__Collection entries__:
———
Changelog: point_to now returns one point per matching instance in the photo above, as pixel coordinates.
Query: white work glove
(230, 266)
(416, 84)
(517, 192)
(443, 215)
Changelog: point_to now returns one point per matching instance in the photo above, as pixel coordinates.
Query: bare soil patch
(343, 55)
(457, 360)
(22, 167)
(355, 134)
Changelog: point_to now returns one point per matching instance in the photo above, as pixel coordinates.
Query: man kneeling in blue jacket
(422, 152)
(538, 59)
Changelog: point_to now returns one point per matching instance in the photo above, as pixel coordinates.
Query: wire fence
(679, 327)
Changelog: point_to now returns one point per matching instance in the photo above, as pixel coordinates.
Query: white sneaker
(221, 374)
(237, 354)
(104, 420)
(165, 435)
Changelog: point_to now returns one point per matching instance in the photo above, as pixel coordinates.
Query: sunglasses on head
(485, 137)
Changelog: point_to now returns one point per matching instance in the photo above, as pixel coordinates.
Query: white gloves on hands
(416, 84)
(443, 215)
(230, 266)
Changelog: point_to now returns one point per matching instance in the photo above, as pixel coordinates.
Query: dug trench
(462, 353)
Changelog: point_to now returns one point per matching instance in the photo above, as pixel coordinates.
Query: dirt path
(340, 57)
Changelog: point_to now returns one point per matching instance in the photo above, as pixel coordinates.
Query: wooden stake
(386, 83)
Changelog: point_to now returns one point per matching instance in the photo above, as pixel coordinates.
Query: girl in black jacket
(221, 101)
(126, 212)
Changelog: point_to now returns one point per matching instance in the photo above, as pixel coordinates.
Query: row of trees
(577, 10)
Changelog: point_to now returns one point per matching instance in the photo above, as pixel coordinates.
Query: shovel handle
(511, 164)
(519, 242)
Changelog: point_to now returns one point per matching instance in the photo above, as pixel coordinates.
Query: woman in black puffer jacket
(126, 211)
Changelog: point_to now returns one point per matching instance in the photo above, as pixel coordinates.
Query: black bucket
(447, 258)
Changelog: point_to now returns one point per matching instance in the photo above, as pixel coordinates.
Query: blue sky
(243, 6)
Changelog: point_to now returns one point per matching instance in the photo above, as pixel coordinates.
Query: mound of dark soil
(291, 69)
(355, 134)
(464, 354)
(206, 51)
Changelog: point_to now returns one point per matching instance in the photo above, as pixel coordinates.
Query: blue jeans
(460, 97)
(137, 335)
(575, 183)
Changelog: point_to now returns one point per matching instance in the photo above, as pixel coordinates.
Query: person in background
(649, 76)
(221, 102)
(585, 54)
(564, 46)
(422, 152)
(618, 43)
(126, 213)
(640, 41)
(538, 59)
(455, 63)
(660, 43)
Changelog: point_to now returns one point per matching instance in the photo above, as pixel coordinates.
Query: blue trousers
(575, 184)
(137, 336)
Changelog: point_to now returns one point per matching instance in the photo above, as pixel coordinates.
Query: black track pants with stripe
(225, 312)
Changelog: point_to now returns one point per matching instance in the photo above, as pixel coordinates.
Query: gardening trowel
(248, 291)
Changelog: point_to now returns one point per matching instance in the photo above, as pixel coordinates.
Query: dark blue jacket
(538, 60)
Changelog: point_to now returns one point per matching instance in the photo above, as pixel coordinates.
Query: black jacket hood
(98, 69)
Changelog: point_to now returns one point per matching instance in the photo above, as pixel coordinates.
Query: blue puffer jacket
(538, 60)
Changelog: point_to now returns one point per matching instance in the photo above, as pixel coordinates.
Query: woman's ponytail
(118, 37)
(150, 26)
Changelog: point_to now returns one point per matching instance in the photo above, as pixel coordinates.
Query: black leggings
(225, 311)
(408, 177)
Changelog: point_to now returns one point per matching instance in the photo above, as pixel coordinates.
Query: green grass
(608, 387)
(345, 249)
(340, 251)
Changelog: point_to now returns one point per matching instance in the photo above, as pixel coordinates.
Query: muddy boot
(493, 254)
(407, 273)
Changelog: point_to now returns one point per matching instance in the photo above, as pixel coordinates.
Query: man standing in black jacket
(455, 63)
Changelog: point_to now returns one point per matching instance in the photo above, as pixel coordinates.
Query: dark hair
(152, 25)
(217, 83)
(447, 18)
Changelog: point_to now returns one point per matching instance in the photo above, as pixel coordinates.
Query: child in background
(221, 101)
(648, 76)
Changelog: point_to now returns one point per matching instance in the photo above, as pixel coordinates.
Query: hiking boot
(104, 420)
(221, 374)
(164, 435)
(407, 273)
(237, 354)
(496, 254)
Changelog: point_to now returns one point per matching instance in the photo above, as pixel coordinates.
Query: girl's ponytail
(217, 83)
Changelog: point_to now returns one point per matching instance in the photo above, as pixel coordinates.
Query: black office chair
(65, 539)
———
An exact transcription of the entries is needed, complete to the final line.

__PROBLEM SOLUTION__:
Changelog: point_to now returns one point per matching instance in the photo above, as pixel coordinates.
Query: white work glove
(230, 266)
(416, 84)
(517, 192)
(443, 215)
Changelog: point_to now returns one point per matching instance in the photo above, as pixel coordinates.
Query: bare soil patch
(343, 55)
(457, 360)
(22, 167)
(355, 134)
Changelog: point_to now returns one point per matching instance in the photo above, as pixel coordinates.
Query: man kneeling in blue jacket
(422, 152)
(538, 59)
Changelog: point_to now returns one point per matching instance in the photo above, as pixel coordinates.
Query: wire fence
(679, 327)
Changelog: point_to now returns one point per matching instance in the photo above, as pixel coordinates.
Query: white sneaker
(221, 374)
(237, 354)
(104, 420)
(165, 435)
Changelog: point_to now returns one point per matching instance in the photo above, as pixel coordinates.
Query: sunglasses on head
(485, 137)
Changelog: point_to now returns one point per matching instance in the photo above, as pixel coordinates.
Query: white gloves on hands
(416, 84)
(443, 215)
(230, 266)
Changelog: point_to now returns one point per matching instance in the photo above, as pixel coordinates.
Query: dug trench
(462, 353)
Changelog: point_to now returns one point per matching instance in the photo above, as pixel coordinates.
Query: dirt path
(340, 57)
Changelog: point_to now returns one point per matching instance in the photo above, as pixel coordinates.
Query: wooden stake
(386, 83)
Changelog: point_to now returns one point per matching instance in the photo above, as pixel coordinates.
Query: girl in black jacket
(221, 101)
(126, 212)
Changelog: point_to now returns one point per matching instance in the photo above, as pixel coordinates.
Query: row of trees
(577, 10)
Changelog: point_to now returns one point per matching instance in the photo above, as pixel coordinates.
Query: shovel handle
(511, 164)
(519, 242)
Changelog: point_to now returns one point per matching instance in the photo above, as pixel coordinates.
Query: woman in black puffer jacket
(126, 211)
Changelog: point_to now returns one point per matching instance in the photo above, as pixel coordinates.
Query: black bucket
(447, 258)
Changelog: point_to now returns one point per matching instance in the photo above, as pixel coordinates.
Query: blue sky
(243, 6)
Changelog: point_to now returns one point per matching instance in the photo above, as pixel coordinates.
Query: mound of dark soil
(291, 69)
(355, 134)
(464, 354)
(206, 51)
Changelog: point_to now returns one point per matching instance in the photo above, as pixel coordinates.
Query: blue jeans
(460, 97)
(137, 335)
(575, 183)
Changelog: point_to now returns one point per matching instance in the photo above, as pixel coordinates.
Query: person in background
(649, 76)
(221, 102)
(585, 54)
(564, 46)
(422, 152)
(618, 43)
(126, 213)
(640, 41)
(538, 59)
(455, 63)
(660, 43)
Changelog: point_to now returns one point per matching instance in the photo above, as pixel coordinates.
Query: blue trousers
(575, 184)
(137, 336)
Changelog: point_to now returns one point per matching instance in the photo above, as pixel coordinates.
Query: black track pants with stripe
(225, 312)
Changelog: point_to now returns one point per matching instance in the photo above, as pixel coordinates.
Query: gardening trowel
(248, 291)
Changelog: point_to now returns one point per matching instance in the photo above, as pixel coordinates.
Query: dark blue jacket
(538, 60)
Changelog: point_to now returns one point per matching instance in the photo above, as pixel coordinates.
Query: black jacket hood
(98, 69)
Changelog: point_to now returns one point per matching instance in the photo above, as pixel coordinates.
Query: blue puffer jacket
(538, 60)
Changelog: point_to now returns one point per matching instance in the photo above, as pixel coordinates.
Query: woman's ponytail
(118, 37)
(150, 26)
Changelog: point_to now returns one point per matching instance in the photo above, as pixel coordinates.
Query: black leggings
(225, 311)
(408, 177)
Changelog: point_to now returns one point per matching instance in the photo above, as pixel coordinates.
Query: green grass
(608, 387)
(345, 249)
(340, 251)
Changelog: point_to now returns one point per matching instance in the photo above, as pixel coordinates.
Query: muddy boot
(493, 254)
(407, 273)
Changelog: point_to now returns one point per matching instance in the photo above, as pixel coordinates.
Query: man standing in black jacket
(455, 63)
Changelog: point_to now returns one point per matching instance in the photo above, as pixel coordinates.
Query: dark hair
(152, 25)
(217, 83)
(447, 18)
Changelog: point_to now returns one point per matching instance in the photo above, as pixel coordinates.
Query: child in background
(221, 101)
(648, 76)
Changelog: point_to now returns one point per matching instance in the photo above, as pixel coordinates.
Query: hiking boot
(104, 420)
(221, 374)
(164, 435)
(407, 273)
(237, 354)
(496, 254)
Changelog: point_to now returns one point per matching instance in the photo above, as pixel coordinates.
Query: girl's ponytail
(217, 83)
Changelog: point_to now returns one point per matching instance in the photo above, as pixel coordinates.
Query: black office chair
(65, 539)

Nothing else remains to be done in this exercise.